> [Excerpted passage]:
GraphQL

If you want to try out this notebook with a live Python kernel, use mybinder:

vaex-graphql is a plugin package that exposes a DataFrame via a GraphQL interface. This allows easy sharing of data or aggregations/statistics or machine learning models to frontends or other programs with a standard query languages.

(Install with $ pip install vaex-graphql, no conda-forge support yet)

python

import vaex
df = vaex.datasets.titanic()
df

python

result = df.graphql.execute("""
    {
        df {
            min {
                age
                fare
            }
            mean {
                age
                fare
            }
            max {
                age
                fare
            }
            groupby {
                sex {
                   count
                   mean {
                       age
                   }
                }
            }
        }
    }
    """)
result.data

Pandas support

After importing vaex.graphql, vaex also installs a pandas accessor, so it is also accessible for Pandas DataFrames.

python

df_pandas = df.to_pandas_df()

python

df_pandas.graphql.execute("""
    {
        df(where: {age: {_gt: 20}}) {
            row(offset: 3, limit: 2) {
                name
                survived
            }
        }
    }
    """
).data

Server

The easiest way to learn to use the GraphQL language/vaex interface is to launch a server, and play with the GraphiQL graphical interface, its autocomplete, and the schema explorer.

We try to stay close to the Hasura API: https://docs.hasura.io/1.0/graphql/manual/api-reference/graphql-api/query.html

A server can be started from the command line:

$ python -m vaex.graphql myfile.hdf5

Or from within Python using df.graphql.serve

GraphiQL

See https://github.com/mariobuikhuizen/ipygraphql for a graphical widget, or a mybinder to try out a live example.

> [Supplied material]:
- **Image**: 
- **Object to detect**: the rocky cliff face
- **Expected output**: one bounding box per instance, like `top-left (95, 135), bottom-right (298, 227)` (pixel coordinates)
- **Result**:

> [List of tasks]:
1. Copy the stretch of the GraphQL page from "vaex-graphql is a" through "standard query languages.".
2. Which API does the GraphQL page say the vaex interface tries to stay close to?

> [Solved problems]:
1.
vaex-graphql is a plugin package that exposes a DataFrame via a GraphQL interface. This allows easy sharing of data or aggregations/statistics or machine learning models to frontends or other programs with a standard query languages.

2. The Hasura API.